> _EXERCISE BRIEF_:
Copy the part of the entries below that opens with their first line and closes with the line containing "x=253 y=196", keeping both of those lines. Leave the pictures out.
---- THE RECORDS
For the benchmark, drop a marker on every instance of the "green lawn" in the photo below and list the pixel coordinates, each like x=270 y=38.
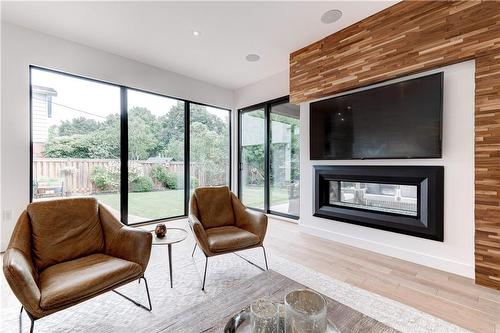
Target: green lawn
x=149 y=205
x=162 y=204
x=253 y=196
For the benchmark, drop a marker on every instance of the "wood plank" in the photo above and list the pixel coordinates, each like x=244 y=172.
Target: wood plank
x=410 y=37
x=212 y=316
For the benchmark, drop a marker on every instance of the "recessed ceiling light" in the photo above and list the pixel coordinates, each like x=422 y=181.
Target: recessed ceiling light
x=331 y=16
x=252 y=57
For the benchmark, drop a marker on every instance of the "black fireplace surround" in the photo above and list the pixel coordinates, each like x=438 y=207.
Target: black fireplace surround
x=402 y=199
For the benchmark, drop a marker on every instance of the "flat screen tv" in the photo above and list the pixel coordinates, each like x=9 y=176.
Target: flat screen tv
x=398 y=120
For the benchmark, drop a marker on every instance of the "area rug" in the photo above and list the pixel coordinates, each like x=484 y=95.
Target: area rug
x=111 y=313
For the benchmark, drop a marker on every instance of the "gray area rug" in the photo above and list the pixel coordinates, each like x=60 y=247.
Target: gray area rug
x=111 y=313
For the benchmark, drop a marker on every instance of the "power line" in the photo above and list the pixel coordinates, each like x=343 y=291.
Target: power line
x=71 y=108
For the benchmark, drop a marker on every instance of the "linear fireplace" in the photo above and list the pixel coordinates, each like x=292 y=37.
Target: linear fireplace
x=403 y=199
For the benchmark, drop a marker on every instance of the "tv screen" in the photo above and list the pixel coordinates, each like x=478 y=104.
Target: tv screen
x=398 y=120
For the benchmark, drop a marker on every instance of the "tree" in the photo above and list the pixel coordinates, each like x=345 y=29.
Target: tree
x=80 y=125
x=143 y=134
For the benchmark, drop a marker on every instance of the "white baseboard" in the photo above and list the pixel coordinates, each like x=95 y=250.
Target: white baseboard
x=392 y=251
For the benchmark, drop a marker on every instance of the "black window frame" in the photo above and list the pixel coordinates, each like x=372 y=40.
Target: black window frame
x=266 y=106
x=124 y=142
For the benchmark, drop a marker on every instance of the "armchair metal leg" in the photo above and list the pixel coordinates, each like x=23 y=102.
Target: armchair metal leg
x=32 y=326
x=265 y=257
x=205 y=274
x=135 y=302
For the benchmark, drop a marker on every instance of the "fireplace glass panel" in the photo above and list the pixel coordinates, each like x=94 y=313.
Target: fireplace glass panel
x=388 y=198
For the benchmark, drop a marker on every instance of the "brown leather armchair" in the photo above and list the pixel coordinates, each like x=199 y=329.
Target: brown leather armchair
x=63 y=252
x=222 y=224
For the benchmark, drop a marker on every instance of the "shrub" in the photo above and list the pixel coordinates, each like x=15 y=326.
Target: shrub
x=103 y=179
x=141 y=184
x=164 y=177
x=195 y=182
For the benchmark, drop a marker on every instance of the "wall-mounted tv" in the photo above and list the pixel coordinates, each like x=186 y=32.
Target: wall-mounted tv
x=398 y=120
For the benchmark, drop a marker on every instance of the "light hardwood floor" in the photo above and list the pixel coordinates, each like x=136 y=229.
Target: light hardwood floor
x=448 y=296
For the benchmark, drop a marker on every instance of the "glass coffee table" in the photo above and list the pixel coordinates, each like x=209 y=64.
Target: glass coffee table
x=174 y=235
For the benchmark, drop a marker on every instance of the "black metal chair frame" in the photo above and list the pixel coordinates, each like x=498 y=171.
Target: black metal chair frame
x=33 y=318
x=206 y=260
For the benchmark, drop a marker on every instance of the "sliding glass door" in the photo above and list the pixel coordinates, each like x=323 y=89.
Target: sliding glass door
x=126 y=147
x=252 y=155
x=284 y=166
x=75 y=138
x=210 y=150
x=269 y=177
x=155 y=157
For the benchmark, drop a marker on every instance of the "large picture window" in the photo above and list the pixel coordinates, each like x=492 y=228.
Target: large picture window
x=269 y=178
x=125 y=147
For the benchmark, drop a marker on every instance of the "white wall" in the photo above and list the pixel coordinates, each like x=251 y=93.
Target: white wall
x=456 y=253
x=262 y=91
x=22 y=47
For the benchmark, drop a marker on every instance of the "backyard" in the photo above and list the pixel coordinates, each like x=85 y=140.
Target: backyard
x=169 y=203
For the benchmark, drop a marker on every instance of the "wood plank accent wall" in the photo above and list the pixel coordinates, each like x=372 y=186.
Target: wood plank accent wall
x=410 y=37
x=487 y=169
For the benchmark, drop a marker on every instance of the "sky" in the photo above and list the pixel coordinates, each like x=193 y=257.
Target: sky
x=79 y=97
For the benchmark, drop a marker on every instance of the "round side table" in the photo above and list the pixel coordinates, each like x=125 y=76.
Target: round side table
x=174 y=235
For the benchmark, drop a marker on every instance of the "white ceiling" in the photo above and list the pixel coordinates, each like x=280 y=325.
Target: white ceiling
x=160 y=33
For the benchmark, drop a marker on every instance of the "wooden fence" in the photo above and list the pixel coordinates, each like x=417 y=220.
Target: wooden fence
x=74 y=174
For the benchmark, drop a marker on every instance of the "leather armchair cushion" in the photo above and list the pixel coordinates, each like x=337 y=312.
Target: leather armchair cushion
x=214 y=206
x=76 y=280
x=230 y=238
x=64 y=229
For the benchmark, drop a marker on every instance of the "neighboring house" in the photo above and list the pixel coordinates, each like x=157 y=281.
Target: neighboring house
x=42 y=112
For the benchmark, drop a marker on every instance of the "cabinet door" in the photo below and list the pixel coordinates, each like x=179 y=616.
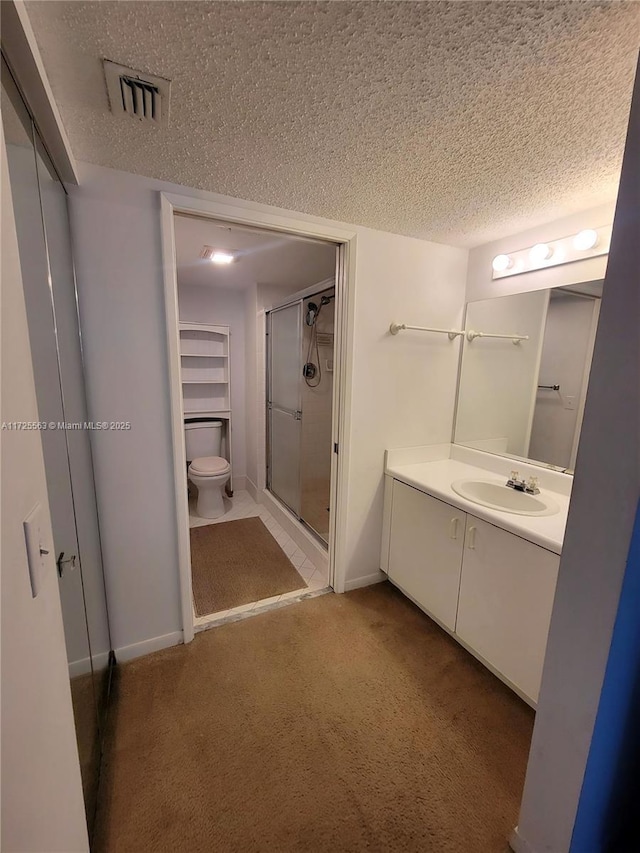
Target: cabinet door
x=506 y=596
x=425 y=552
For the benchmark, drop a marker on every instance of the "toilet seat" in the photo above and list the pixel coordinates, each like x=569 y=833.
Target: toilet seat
x=210 y=466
--------
> _RESULT OF THE TASK_:
For the benchmark, drop a marker on every instance of the "green lawn" in the photo below and list the pixel coordinates, each like x=270 y=38.
Target: green lawn
x=149 y=205
x=162 y=204
x=253 y=196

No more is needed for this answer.